Tarefa 1
No texto sobre Bob Dylan, quem é apontado como biógrafo do cantor?
Tarefa 2
Reescreva de forma mais curta o parágrafo do texto sobre Bob Dylan que começa com "Ainda assim, certa teimosia", mantendo os fatos principais.
Tarefa 3
Por favor, escreva a continuação do texto sobre Bob Dylan a partir da última frase apresentada.

Trecho citado
------------------------
Como se diz em Minas Gerais, a autoconfiança de Bob Dylan é um trem impressionante. Segundo seu biógrafo, Ron Rosenbaum, é uma espécie de superpoder: em tese, Dylan nunca se sente envergonhado.
Sei.
Como exemplo, Rosenbaum conta como o cantor ignorou a indicação ao Prêmio Nobel. E, durante toda sua carreira, manteve uma postura do contra: se alguém lhe mandasse abandonar os amplificadores, ele aumentaria o volume.
Claro que não é só isso, ou toda criança com Transtorno Opositor Desafiador seria considerada genial. E o contrarianismo também é uma gigantesca fragilidade. No estilo da psicologia negativa: se você quiser ainda mais amplificadores, é só dizer “desliga aê”.
Ignorar coisas consideradas desejáveis está na essência da atitude blasé. E esse é um dos piores empregos que uma pessoa pode arranjar pra si – uma ocupação infinita, que consome todo seu tempo e energia.
Ainda assim, certa teimosia (e alguma recusa em se deixar manipular por feedbacks e demandas externas) parece ser algo extremamente necessário, em especial pra criação artística. O problema é que, paradoxalmente, a sensibilidade também é um superpoder.
Com a meditação e alguns tipos de treinamento da mente, você aprende a se abrir mais e mais, até chegar a ouvir lições de, basicamente, tudo. Feedbacks se tornam tão preciosos quanto onipresentes. E você só não fica maluco porque, em tese, vai relaxando da necessidade de se defender constantemente e de provar seu ponto.
------------------------
[Entradas de um conjunto de anotações por pontos]
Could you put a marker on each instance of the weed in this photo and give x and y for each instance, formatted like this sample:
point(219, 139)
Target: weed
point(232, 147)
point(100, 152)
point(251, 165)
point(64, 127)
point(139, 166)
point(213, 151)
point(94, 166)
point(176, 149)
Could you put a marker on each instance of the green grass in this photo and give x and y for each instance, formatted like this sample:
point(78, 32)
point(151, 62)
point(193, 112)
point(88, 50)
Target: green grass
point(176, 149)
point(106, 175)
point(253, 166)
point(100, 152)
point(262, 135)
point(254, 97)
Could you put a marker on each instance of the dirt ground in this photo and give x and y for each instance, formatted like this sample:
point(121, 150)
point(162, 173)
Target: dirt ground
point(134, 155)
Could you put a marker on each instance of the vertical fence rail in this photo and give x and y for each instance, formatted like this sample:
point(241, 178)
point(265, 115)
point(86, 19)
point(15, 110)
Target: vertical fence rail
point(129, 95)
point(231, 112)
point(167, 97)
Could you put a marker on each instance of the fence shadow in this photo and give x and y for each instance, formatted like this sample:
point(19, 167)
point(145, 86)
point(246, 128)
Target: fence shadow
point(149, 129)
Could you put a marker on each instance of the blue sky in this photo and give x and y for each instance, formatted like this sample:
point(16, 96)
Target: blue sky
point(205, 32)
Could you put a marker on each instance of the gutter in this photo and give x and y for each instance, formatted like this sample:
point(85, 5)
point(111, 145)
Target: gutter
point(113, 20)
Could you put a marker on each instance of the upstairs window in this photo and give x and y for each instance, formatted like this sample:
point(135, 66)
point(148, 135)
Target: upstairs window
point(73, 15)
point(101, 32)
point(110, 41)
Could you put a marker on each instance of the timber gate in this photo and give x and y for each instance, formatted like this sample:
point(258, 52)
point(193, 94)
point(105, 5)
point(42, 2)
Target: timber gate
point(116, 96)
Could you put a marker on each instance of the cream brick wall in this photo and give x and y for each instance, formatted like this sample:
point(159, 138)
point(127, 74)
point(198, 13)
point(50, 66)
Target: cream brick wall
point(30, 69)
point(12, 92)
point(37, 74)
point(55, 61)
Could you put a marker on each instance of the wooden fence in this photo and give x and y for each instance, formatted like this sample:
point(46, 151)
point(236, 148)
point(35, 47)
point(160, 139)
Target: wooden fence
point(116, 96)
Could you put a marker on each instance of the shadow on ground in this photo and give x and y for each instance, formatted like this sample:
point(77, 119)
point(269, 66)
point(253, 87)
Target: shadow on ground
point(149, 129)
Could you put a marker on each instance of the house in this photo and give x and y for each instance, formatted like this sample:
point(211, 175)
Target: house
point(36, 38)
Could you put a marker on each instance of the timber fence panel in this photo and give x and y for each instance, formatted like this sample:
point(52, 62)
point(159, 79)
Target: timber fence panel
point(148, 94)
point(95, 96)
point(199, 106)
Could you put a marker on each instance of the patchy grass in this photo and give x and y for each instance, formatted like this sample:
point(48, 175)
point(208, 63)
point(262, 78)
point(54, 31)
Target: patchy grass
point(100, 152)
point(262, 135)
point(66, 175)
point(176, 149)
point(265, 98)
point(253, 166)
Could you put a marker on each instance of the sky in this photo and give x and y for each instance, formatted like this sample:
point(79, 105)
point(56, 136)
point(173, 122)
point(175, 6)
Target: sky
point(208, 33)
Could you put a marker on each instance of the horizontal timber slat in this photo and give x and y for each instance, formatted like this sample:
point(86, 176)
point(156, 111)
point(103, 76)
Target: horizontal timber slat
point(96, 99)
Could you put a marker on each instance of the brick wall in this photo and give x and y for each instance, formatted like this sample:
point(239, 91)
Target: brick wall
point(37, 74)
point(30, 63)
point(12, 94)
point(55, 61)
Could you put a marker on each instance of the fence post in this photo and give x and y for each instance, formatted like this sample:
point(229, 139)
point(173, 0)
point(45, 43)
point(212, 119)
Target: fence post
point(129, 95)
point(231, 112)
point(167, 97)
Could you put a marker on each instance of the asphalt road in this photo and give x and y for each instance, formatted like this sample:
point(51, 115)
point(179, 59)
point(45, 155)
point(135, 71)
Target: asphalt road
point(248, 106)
------------------------
Resposta final 1
Ron Rosenbaum.

Resposta final 2
Certa teimosia, com alguma recusa a ser manipulado por feedbacks e demandas externas, parece extremamente necessária, sobretudo na criação artística. Paradoxalmente, porém, a sensibilidade também é um superpoder.

Resposta final 3
Mais: você se dá conta de que não existe uma demanda externa, strictu sensu. É sempre você, filtrando tudo, interpretando a vida. Assim, no palco, Dylan estava brigando consigo mesmo. E, afinal, como ele se sentia no calor do momento? No cotidiano, qual preço ele paga pela sua suposta ausência de vergonha?
Não estou desmerecendo Dylan. Longe disso. Mas é importante perceber por que penduramos esse tipo de rótulo de gênio nele. Não é só por sua obra. Ela é produzida e traduzida pela sociedade Moderna, que valoriza o empreendedor, o individualista, o disruptor.
E por que estou dizendo isso? Porque, se queremos evitar cair nas manipulações do Capitalismo (e até nas armadilhas da ansiedade estrutural), precisamos nos desencantar com as narrativas que lhe servem de base. Nossos ídolos são vítimas.
Como se diz por aí, estamos todos no mesmo barco. Ou trem, se você preferir.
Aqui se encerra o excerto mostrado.